* start Data provided *
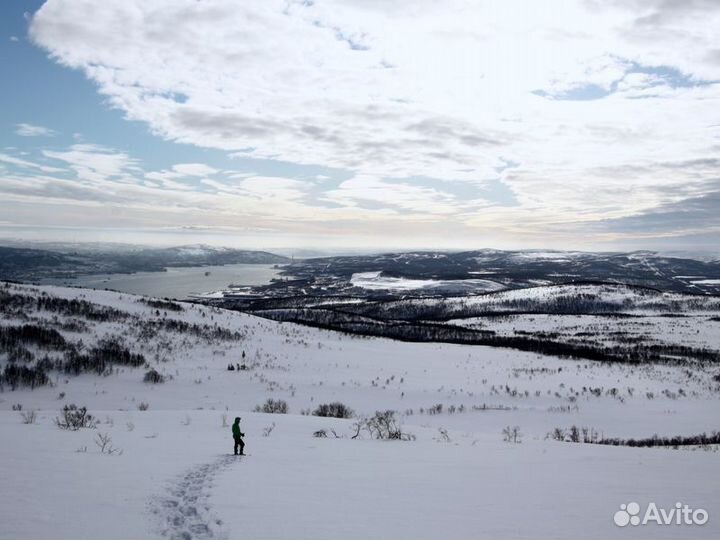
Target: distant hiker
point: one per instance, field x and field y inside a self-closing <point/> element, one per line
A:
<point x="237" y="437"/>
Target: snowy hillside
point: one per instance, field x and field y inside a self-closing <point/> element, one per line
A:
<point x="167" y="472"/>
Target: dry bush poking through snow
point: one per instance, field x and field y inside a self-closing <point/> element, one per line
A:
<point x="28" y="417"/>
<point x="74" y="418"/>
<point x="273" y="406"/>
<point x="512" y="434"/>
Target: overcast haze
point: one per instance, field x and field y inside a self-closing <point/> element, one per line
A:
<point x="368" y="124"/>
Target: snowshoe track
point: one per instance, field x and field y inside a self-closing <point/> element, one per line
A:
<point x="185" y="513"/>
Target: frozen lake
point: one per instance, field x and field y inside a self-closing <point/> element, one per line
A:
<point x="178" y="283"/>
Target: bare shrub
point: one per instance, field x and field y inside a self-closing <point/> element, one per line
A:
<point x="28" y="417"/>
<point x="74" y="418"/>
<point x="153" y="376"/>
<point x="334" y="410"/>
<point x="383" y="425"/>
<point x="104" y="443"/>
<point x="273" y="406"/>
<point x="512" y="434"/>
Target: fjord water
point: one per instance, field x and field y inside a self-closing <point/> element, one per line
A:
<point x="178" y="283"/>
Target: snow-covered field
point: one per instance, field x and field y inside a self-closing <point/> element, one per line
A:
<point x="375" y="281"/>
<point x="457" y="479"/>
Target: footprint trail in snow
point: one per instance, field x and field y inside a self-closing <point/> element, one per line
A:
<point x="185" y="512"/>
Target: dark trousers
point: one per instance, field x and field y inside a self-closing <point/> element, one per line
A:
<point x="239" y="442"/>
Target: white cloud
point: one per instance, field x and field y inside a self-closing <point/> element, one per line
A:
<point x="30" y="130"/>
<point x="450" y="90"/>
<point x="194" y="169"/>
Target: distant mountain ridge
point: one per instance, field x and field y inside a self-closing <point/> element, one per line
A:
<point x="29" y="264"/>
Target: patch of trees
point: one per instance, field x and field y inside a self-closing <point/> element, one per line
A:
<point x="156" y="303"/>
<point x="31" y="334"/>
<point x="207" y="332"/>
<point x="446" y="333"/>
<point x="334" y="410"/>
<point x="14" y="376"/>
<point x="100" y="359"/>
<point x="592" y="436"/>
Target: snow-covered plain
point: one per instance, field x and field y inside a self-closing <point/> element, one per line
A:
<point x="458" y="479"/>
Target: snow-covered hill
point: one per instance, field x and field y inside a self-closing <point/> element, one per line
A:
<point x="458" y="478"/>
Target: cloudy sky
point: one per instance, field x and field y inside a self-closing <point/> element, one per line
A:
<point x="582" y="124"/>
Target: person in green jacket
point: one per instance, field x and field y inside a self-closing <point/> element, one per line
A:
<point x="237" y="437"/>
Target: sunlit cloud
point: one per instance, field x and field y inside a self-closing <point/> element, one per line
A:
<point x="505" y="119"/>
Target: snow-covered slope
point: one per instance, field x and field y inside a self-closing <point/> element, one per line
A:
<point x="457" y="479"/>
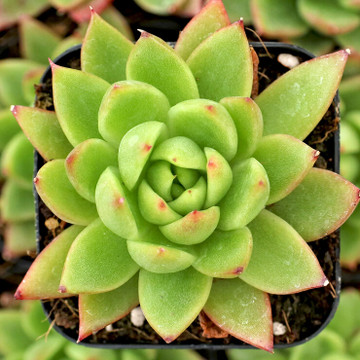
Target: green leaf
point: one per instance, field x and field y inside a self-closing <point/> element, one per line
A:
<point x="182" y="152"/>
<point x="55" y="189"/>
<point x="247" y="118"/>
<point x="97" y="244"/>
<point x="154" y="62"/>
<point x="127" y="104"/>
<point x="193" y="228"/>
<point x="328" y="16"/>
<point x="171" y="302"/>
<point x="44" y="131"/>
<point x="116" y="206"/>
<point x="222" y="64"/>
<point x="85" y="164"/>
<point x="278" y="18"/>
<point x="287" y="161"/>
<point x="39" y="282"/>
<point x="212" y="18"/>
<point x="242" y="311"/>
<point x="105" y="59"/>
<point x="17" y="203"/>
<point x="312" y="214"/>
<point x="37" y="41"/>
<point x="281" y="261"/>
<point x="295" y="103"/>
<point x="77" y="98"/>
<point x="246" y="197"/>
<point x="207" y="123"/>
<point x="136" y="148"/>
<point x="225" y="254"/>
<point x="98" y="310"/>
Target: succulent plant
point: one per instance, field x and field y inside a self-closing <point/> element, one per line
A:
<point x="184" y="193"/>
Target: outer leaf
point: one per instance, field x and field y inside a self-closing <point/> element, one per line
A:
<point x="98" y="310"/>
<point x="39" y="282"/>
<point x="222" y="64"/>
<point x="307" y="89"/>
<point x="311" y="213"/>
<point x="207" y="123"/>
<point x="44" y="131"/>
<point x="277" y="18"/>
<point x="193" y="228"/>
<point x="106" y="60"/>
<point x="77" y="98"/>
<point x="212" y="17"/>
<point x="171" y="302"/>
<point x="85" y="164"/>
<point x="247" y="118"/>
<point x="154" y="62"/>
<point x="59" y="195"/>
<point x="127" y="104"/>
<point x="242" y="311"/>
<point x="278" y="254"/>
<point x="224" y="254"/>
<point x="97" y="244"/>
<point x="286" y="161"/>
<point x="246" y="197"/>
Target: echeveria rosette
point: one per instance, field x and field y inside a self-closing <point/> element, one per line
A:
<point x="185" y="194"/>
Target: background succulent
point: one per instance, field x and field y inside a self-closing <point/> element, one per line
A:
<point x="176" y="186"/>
* end Data provided *
* start Data provided *
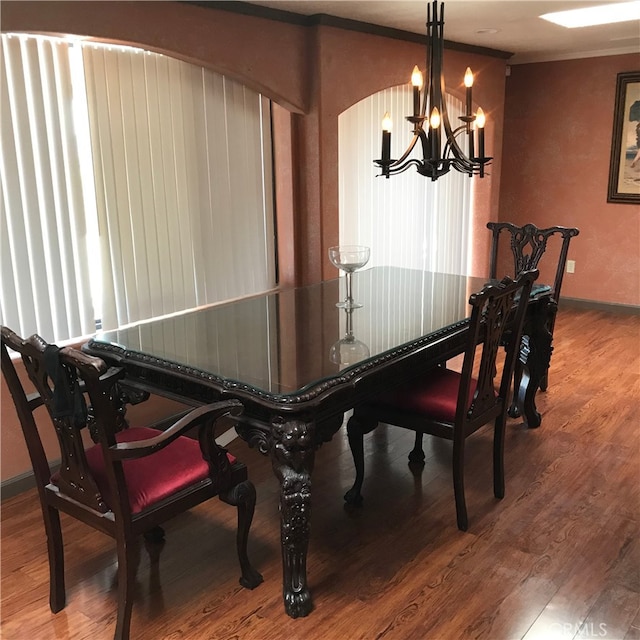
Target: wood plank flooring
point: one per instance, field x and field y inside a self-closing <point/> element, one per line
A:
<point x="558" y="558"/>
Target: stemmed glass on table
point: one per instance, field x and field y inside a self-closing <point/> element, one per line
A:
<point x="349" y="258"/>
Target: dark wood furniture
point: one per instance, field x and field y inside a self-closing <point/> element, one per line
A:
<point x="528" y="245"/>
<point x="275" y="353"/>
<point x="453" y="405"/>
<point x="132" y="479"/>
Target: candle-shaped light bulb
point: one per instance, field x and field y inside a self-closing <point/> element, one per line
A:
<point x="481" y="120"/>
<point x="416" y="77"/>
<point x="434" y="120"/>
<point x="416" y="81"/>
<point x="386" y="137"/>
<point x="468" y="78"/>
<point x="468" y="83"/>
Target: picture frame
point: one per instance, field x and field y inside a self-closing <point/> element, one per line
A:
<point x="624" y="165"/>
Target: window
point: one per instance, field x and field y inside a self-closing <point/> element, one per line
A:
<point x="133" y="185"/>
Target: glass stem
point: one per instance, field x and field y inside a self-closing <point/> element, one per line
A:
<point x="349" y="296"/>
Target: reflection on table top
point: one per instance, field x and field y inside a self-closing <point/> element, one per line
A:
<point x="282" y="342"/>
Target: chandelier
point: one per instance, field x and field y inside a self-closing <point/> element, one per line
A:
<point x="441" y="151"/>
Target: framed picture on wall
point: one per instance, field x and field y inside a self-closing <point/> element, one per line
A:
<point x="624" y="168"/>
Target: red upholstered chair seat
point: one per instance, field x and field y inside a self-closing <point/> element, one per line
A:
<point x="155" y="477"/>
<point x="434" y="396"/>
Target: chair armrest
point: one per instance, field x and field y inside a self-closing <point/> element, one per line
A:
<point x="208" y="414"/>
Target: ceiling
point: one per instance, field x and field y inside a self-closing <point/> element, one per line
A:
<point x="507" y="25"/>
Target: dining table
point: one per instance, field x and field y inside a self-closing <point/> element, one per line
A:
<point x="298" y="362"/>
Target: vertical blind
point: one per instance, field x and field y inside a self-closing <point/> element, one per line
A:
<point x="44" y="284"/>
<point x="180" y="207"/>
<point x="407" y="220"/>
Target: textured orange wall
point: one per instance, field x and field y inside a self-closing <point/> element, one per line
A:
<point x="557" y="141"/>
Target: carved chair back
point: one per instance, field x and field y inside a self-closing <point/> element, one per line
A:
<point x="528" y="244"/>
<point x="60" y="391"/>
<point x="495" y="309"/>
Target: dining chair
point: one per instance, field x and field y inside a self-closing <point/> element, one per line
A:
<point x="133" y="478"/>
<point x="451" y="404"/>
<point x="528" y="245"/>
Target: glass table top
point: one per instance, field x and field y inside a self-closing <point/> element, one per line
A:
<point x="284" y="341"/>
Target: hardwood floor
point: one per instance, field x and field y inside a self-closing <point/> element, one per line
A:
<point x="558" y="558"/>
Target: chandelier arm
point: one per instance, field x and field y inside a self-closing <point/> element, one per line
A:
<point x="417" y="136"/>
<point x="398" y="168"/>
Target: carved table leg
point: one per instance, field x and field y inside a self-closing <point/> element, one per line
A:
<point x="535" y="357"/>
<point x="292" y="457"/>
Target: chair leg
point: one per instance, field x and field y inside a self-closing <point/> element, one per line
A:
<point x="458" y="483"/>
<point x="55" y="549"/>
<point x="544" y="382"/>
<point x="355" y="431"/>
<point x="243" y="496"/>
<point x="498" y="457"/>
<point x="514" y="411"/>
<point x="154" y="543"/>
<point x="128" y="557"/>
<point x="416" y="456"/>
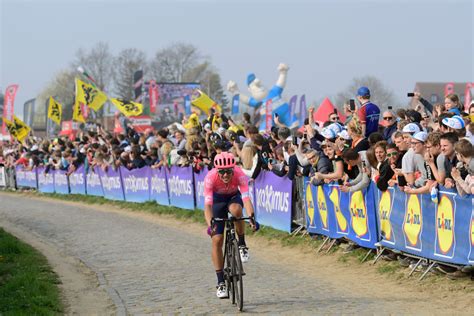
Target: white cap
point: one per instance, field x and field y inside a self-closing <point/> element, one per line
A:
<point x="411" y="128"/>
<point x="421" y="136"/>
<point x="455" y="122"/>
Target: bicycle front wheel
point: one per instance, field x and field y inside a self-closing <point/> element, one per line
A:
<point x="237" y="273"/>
* end Data provided *
Extract every line of the records above that contains the word "dining".

Target: dining table
Target: dining chair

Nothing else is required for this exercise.